• 本文:
%%

Microsoft・弁護士ドットコム対談 リーガル領域におけるAI活用の現在地と未来予想図

IT・情報セキュリティ

目次

  1. リーガル領域でのAI技術の発展と活用の現状
  2. Microsoft法務部門の取組みと展望
  3. 弁護士ドットコムが掲げる「リーガルブレイン構想」
  4. 両社が描く法律 × AIの未来予想図

近年、生成AIへの注目度が飛躍的に高まっています。OpenAIのGPTシリーズに代表される大規模言語モデル(LLM)の登場により、AIはいよいよ社会実装の段階に入ったといえるでしょう。その波は法律業界にも確実に押し寄せており、リーガル領域におけるAI活用の可能性に大きな関心が集まっています。

今回、Microsoftでアジア法務責任者を務めるMike Yeh氏と、弁護士ドットコム 代表取締役社長兼CEOの元榮太一郎との対談が実現しました。両氏の発言からは、法律実務の変革を促すAIの力と、それを活用する側に求められるマインドセットの変化が浮き彫りになりました。

%%

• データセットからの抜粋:

%%

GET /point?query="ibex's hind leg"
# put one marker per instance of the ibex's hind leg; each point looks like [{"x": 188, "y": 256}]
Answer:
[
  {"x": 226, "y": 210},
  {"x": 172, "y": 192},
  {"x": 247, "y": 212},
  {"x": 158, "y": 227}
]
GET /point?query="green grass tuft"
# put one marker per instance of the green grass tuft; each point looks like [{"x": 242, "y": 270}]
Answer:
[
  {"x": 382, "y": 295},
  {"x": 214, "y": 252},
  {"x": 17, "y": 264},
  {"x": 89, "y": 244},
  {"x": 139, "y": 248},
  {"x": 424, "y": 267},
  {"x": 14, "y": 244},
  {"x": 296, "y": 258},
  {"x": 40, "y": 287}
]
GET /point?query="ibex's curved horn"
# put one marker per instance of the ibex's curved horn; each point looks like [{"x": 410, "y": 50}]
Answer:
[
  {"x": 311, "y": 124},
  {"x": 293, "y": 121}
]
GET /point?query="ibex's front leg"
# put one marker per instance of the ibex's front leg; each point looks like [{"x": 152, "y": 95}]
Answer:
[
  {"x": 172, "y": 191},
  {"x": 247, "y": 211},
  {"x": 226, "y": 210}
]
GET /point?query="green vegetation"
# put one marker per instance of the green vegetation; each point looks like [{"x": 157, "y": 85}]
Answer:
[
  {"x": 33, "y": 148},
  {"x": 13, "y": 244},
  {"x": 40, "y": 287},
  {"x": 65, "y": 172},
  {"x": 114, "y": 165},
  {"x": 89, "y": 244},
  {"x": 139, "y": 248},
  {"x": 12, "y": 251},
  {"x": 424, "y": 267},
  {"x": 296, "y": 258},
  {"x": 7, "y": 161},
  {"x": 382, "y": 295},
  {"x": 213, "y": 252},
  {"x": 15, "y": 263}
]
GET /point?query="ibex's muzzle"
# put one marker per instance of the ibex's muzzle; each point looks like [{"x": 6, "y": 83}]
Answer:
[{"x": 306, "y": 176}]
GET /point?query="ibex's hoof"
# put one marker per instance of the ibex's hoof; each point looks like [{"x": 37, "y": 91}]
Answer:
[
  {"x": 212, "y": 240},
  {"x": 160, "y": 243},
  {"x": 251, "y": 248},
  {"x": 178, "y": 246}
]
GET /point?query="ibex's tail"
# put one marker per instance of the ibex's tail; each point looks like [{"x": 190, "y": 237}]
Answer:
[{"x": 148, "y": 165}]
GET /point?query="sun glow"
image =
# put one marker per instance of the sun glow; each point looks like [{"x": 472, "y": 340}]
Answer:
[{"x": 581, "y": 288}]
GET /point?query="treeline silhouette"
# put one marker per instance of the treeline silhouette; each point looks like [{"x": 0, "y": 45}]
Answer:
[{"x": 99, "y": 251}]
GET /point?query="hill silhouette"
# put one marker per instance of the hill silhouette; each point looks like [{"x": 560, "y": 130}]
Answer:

%%
%%

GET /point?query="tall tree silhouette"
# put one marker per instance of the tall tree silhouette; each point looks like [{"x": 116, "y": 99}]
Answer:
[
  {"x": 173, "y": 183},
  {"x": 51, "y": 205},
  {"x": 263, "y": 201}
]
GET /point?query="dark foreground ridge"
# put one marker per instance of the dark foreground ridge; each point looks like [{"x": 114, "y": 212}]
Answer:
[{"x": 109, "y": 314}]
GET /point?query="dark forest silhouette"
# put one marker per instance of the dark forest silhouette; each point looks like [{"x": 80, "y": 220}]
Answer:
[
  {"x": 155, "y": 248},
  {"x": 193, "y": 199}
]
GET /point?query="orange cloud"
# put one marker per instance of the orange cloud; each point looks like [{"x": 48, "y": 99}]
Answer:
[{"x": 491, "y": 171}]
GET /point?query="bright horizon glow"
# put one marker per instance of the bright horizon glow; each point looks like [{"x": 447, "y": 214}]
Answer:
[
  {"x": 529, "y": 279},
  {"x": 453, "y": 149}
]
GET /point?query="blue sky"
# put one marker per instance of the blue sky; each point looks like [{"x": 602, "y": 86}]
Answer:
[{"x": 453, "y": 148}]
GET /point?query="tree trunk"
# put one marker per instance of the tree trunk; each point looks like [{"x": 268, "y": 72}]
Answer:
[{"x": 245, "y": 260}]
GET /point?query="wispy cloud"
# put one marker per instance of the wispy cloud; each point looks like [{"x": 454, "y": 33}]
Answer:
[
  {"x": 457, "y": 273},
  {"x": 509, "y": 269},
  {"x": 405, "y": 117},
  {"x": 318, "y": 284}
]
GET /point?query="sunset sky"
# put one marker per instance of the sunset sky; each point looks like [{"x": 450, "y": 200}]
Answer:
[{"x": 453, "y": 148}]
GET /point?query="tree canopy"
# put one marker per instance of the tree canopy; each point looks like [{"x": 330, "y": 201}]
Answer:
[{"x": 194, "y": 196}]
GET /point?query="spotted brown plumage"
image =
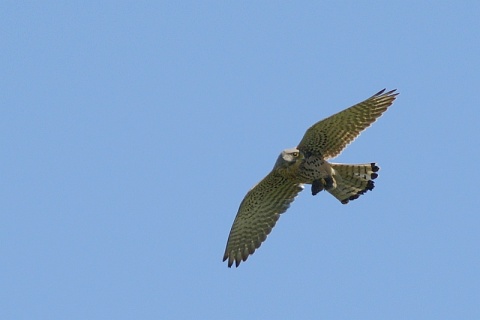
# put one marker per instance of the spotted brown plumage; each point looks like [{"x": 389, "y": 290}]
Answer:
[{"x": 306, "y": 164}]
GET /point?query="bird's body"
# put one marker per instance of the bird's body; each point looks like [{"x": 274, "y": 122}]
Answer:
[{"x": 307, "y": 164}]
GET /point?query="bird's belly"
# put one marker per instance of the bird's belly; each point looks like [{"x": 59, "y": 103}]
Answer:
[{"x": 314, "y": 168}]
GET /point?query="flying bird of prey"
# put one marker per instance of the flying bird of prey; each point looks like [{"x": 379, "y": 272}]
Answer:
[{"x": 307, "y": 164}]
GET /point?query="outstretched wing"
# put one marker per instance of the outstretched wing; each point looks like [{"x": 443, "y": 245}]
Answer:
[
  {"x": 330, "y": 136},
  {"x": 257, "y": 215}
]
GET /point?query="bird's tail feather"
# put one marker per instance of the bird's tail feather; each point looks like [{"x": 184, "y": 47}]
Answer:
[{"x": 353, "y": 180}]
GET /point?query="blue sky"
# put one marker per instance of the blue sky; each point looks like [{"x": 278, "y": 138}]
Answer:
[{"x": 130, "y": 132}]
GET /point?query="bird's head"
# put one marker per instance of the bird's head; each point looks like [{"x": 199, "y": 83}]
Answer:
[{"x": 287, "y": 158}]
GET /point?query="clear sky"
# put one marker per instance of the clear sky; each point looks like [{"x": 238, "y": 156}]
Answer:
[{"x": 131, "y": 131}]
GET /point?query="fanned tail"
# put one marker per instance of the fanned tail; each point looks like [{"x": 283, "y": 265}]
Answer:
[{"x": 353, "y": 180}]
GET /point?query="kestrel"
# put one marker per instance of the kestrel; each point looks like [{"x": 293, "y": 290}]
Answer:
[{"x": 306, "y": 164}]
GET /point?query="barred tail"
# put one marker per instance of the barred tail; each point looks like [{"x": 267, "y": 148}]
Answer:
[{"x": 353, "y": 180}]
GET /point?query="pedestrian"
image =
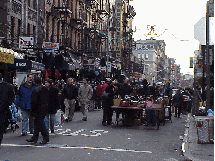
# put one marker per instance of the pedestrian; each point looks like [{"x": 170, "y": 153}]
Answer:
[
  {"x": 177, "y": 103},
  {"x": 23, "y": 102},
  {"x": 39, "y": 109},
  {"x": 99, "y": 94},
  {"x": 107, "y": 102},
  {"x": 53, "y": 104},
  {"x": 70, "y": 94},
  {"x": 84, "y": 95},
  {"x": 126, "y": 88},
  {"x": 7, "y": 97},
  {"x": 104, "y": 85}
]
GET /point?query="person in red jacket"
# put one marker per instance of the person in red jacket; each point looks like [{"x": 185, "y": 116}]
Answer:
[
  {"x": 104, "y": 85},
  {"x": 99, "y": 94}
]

%%

• 問題: 本文のうち「Microsoft・弁護士ド」から「大きな関心が集まっています。」までの部分を、両端を含めて一字一句変えずに返してください。

• 解答欄:
Microsoft・弁護士ドットコム対談 リーガル領域におけるAI活用の現在地と未来予想図

IT・情報セキュリティ

目次

  1. リーガル領域でのAI技術の発展と活用の現状
  2. Microsoft法務部門の取組みと展望
  3. 弁護士ドットコムが掲げる「リーガルブレイン構想」
  4. 両社が描く法律 × AIの未来予想図

近年、生成AIへの注目度が飛躍的に高まっています。OpenAIのGPTシリーズに代表される大規模言語モデル(LLM)の登場により、AIはいよいよ社会実装の段階に入ったといえるでしょう。その波は法律業界にも確実に押し寄せており、リーガル領域におけるAI活用の可能性に大きな関心が集まっています。